By March 1904 answers still had not emerged, and Blackall showed little sign that he had calmed down, even though he now knew that Parkins visit was still to come {The Feildian 11.4-5 [1904: 76-77]):
And still we are in the dark in relation to the conditions of
eligibility and of competition for the Rhodes Scholarship for
Newfoundland 1904! ... [T]he only reply that can be wrung from [the
trustees] is to the effect that there is to be a qualifying examination
of the same standard as that of Responsions, (54) Oxford, in July; that
the organizing Secretary of the Trust (Dr. G. Parker [sic]) is coming
here in the course of the next few months, and that all other details,
even for 1904, must await his arrival! What is it to them if possible
candidates shall be precluded for the want of definite information!
What to them if strenuous young lads of the very type, probably, that
Rhodes sought shall resign positions in order to prepare for the
qualifying examination, only to find themselves precluded by some
condition of which they were kept in ignorance until the last moment!


For its part, St. Bonaventure's showed no dismay about the Greek requirement, or about anything else to do with the Scholarship. It was from this school that Newfoundland's first Rhodes Scholar, Sydney Herbert, came in 1904; he had graduated from the College four years earlier and begun the study of Greek only six months before sitting for the entrance examination for the Rhodes (held in lieu of Responsions). (55) Contemporary records indicate that at this time there was a pretty substantial bump in the number of students studying Greek at St. Bonaventure's, Bishop Feild, and the Methodist College, (56) but when Oxford University dropped compulsory Greek in 1919, the death of the subject in Newfoundland's schools would follow soon after. (57) Parkin had his own views about where the study of Greek currently was and where it was headed; they are contained in an unpublished short essay, "The study of Greek," which he wrote in 1905, the year after "the Rhodes Scholarship question." (58) Latin, of course, continued to thrive in Newfoundland's schools long after Greek had given up the ghost. In fact, the watershed year for its demise, with concomitant impact on enrolment at MUN, was 1969. (59)

III. Classical Learning in Newfoundland Society and Culture

In 1882, Thomas Talbot published Newfoundland: or, A Letter addressed to a Friend in Ireland in relation to the Conditions and Circumstances of the Island of Newfoundland, with an especial view to emigration. Talbot had taught school in Harbour Grace, Carbonear, and St. John's--his subjects included the Greek and Latin languages--and he had also served as Representative in the House of Assembly for St. John's West. In this book he reflects on, among other things, the physical changes that St. John's had undergone since he first came to Newfoundland from Ireland 45 years earlier, in 1837: (60)

- Goal A
Report each line of the listing below that contains the word "stainless".

Region labeling records

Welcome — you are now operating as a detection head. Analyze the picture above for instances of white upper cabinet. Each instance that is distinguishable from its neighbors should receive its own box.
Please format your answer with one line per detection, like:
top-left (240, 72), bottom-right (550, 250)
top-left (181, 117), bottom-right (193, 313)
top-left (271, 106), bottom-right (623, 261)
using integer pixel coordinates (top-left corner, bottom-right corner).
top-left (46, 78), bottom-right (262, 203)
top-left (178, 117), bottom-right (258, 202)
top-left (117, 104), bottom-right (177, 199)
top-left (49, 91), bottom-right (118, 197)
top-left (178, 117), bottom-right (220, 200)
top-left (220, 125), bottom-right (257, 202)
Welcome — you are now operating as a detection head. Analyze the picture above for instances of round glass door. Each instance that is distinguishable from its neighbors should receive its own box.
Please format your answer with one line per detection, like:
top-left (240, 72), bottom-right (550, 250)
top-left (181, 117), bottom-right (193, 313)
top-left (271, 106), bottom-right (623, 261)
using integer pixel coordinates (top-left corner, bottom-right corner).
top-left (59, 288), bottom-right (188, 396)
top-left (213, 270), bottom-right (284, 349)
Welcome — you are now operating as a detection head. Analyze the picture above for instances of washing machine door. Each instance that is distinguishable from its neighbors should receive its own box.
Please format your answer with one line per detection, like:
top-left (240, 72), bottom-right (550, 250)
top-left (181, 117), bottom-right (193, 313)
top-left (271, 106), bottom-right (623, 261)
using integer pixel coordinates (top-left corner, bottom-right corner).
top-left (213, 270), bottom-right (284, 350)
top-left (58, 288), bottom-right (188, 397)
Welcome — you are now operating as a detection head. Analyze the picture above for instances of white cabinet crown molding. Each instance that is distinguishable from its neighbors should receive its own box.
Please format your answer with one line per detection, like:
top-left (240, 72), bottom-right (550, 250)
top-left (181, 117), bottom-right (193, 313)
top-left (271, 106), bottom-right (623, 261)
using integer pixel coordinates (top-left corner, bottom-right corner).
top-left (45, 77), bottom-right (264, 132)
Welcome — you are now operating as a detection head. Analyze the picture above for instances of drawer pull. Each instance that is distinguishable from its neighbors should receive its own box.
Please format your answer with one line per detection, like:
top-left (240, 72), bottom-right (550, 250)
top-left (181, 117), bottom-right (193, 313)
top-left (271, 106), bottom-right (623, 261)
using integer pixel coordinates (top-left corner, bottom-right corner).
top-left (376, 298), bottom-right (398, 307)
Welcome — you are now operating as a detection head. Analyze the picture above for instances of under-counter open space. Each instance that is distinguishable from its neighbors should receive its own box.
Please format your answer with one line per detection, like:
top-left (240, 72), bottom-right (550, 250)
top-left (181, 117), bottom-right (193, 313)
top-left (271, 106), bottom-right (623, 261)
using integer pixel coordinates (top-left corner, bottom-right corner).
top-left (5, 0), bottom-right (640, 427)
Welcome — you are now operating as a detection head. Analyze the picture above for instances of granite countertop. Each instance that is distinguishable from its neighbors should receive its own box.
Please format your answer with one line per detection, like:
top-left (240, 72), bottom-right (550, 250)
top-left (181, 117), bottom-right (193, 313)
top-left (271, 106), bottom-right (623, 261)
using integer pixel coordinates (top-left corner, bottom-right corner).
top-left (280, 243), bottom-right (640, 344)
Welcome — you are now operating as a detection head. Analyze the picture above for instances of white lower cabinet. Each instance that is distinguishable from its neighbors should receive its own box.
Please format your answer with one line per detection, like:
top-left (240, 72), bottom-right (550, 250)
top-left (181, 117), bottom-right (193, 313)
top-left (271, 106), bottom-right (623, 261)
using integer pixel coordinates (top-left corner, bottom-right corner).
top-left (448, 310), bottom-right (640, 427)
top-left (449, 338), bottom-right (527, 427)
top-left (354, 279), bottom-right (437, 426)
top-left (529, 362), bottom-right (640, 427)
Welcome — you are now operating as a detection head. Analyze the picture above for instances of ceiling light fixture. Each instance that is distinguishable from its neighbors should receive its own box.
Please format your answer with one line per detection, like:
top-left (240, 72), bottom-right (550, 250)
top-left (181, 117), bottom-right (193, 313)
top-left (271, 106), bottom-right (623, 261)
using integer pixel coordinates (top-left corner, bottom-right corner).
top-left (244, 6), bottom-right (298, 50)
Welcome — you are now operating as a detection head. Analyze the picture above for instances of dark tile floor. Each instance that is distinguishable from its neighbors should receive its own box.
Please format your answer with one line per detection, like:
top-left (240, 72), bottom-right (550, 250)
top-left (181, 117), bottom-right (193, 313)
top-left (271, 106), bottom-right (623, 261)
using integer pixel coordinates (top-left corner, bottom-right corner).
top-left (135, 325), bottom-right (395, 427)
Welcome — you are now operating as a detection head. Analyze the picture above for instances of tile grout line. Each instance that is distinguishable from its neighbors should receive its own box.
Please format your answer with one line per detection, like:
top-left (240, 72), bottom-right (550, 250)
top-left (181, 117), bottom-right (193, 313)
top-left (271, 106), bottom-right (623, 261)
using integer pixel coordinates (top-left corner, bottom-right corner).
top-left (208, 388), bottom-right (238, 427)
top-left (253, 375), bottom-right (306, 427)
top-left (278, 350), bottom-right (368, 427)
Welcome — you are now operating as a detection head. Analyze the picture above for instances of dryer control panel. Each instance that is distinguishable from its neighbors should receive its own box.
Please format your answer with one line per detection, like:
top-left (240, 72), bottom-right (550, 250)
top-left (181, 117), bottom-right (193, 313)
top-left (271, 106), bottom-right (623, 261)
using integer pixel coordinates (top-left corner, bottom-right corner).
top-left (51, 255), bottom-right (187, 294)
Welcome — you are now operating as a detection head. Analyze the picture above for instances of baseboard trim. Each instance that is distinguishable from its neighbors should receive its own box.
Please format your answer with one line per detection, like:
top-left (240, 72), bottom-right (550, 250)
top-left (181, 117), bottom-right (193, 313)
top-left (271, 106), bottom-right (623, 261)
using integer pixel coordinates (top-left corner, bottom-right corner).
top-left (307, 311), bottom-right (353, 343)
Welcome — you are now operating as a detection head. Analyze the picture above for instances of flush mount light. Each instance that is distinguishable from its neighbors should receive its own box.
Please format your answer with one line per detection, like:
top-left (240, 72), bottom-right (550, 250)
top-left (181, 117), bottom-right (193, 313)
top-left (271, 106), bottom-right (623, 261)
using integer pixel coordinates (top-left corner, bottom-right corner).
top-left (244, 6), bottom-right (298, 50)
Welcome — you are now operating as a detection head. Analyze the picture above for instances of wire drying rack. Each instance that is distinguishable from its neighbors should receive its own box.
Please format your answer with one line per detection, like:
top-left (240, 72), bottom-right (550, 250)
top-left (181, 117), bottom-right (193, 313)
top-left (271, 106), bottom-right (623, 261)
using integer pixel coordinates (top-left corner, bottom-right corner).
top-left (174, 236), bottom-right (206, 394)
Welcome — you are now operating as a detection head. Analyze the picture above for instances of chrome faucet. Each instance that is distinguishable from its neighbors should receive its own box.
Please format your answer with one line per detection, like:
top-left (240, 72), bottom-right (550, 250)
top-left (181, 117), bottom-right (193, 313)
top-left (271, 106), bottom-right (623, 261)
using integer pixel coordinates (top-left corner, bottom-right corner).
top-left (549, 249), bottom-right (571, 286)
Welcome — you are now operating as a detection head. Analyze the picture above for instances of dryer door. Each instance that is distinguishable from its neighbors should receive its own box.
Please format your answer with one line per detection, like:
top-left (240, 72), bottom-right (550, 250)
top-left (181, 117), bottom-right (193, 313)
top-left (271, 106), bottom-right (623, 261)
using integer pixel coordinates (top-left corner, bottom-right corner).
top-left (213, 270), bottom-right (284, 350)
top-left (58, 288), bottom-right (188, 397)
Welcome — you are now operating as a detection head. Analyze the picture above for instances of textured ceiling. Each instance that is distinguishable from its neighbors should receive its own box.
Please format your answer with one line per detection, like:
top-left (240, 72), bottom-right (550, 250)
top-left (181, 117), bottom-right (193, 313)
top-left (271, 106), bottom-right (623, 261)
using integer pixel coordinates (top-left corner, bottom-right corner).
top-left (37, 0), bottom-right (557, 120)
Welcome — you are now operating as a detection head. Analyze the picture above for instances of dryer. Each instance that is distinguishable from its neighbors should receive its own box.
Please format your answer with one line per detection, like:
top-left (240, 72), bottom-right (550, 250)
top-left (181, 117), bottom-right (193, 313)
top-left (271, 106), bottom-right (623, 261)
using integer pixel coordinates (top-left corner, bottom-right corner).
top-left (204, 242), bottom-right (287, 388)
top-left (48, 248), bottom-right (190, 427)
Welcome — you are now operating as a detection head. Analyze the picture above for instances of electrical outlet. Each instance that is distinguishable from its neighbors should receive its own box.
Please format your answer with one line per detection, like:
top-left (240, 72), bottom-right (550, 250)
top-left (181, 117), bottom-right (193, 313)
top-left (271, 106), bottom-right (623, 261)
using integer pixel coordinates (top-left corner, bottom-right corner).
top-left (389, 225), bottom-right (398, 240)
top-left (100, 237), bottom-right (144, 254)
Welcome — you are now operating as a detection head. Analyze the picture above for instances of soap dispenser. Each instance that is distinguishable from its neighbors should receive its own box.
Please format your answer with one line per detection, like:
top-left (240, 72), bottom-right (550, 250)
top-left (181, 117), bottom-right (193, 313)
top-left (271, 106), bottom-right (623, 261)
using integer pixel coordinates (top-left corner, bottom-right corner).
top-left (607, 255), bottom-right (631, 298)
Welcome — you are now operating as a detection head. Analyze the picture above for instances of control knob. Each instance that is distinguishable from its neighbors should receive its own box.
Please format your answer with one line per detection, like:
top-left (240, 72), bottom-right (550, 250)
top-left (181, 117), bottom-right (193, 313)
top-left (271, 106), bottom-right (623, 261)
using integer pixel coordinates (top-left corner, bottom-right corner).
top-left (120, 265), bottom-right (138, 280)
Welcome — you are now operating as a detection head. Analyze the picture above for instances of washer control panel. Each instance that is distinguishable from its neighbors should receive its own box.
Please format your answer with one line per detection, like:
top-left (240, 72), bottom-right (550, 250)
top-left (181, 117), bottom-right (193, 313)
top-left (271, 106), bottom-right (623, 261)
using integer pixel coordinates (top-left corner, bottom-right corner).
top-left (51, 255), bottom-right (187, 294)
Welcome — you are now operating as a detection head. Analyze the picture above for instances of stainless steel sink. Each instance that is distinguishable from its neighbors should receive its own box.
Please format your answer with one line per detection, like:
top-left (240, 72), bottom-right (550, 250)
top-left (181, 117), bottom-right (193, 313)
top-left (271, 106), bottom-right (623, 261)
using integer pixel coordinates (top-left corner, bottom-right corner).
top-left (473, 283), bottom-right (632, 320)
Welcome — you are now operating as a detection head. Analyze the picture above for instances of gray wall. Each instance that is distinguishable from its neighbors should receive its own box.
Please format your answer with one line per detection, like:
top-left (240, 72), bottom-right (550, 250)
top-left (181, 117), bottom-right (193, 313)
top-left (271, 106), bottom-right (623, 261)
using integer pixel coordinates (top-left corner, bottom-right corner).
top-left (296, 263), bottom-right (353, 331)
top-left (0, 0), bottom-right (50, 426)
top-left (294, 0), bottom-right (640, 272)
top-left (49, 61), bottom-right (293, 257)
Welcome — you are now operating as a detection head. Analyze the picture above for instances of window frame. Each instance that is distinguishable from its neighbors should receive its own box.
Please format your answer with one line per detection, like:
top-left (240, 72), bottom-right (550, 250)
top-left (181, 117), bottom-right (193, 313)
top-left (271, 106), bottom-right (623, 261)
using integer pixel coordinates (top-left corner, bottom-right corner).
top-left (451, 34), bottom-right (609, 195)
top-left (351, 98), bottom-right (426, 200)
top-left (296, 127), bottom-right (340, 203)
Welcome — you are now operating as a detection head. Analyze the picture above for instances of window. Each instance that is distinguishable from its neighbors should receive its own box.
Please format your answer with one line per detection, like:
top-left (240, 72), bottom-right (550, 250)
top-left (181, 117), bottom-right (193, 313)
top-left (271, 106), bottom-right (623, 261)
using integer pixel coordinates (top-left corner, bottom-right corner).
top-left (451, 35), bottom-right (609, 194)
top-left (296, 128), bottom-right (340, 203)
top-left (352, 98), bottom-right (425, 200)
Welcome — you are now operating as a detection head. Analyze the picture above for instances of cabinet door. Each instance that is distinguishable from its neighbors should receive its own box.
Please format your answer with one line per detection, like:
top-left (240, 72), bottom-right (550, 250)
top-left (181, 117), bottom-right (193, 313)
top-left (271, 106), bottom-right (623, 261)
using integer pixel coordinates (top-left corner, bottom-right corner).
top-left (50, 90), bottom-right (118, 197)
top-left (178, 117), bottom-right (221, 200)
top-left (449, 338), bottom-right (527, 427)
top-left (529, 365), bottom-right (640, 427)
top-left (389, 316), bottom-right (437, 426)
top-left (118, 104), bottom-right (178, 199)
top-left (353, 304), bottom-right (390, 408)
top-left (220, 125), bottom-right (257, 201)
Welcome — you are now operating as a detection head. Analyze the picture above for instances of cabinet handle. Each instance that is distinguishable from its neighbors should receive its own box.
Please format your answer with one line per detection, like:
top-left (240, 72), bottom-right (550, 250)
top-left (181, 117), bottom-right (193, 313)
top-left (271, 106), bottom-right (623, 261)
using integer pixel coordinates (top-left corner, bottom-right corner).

- Goal B
Extend the passage above on classical learning in Newfoundland, picking up after its final sentence.

- Final result A
Welcome — you are now operating as a detection head. Analyze the picture above for instances of stainless steel sink. Each instance that is distinguishable from its neighbors should receive its own box.

- Final result B
When I compare the present appearance and condition of St. John's with
what it was, in these respects, when I first saw it, forty-five years
ago, I cannot help feeling as if the wand of a magician had touched
it, and converted it into an entirely different place. It was then a
big, frowsy, fishing village, straggling and scrambling up the side of
a broken, rugged hill, without plan or arrangement, save what Nature
gave in its unrestrained vagaries of swell and hollow, rock and
ravine. Its streets were paths, its lanes were muddy water-channels;
and its houses were wooden sheds, ragged, dusky, and repulsive. There
was not one stone or brick house that I remember, except Government
House.... The public buildings were few and mean....


When he arrived in 1837, the population of the island was about 75,000 and that of St. John's less than 15,000. By 1882, Newfoundland's population was approaching 200,000 and that of St. John's was about 30,000. Talbot's judgement about the changing face of the city must have been influenced especially by the construction of a few neo-classical buildings and some others that show neo-classical influence. The single outstanding example is the Colonial Building, constructed in 1850 and home of the Newfoundland legislature until 1959. In 1882, residents of St. John's could see reflexes of classical architecture also in the facades of the Athenaeum, built on Duckworth Street to be the cultural centre of the city, (61) the Customs House on Water Street, and the Library at St. Bonaventure's College, as well as in details on Devon Place, a grand home on Forest Road (c. 1845). Other structures postdate 1882: the Royal Bank and HSBC buildings on Water Street (1893, 1913), the Masonic Temple on Cathedral Street (1894), the St. John's Courthouse (1904), the Commercial Cable Company Building (1915), and the former Parade Street campus of Memorial University College (1924). (62) Talbot had lived through the fire that devastated St. John's in 1846, so buildings of stone or brick promised permanence and greater security than those of wood, but in Newfoundland as everywhere else, these same qualities were projected also by the neo-classical style itself, especially as applied to institutional buildings.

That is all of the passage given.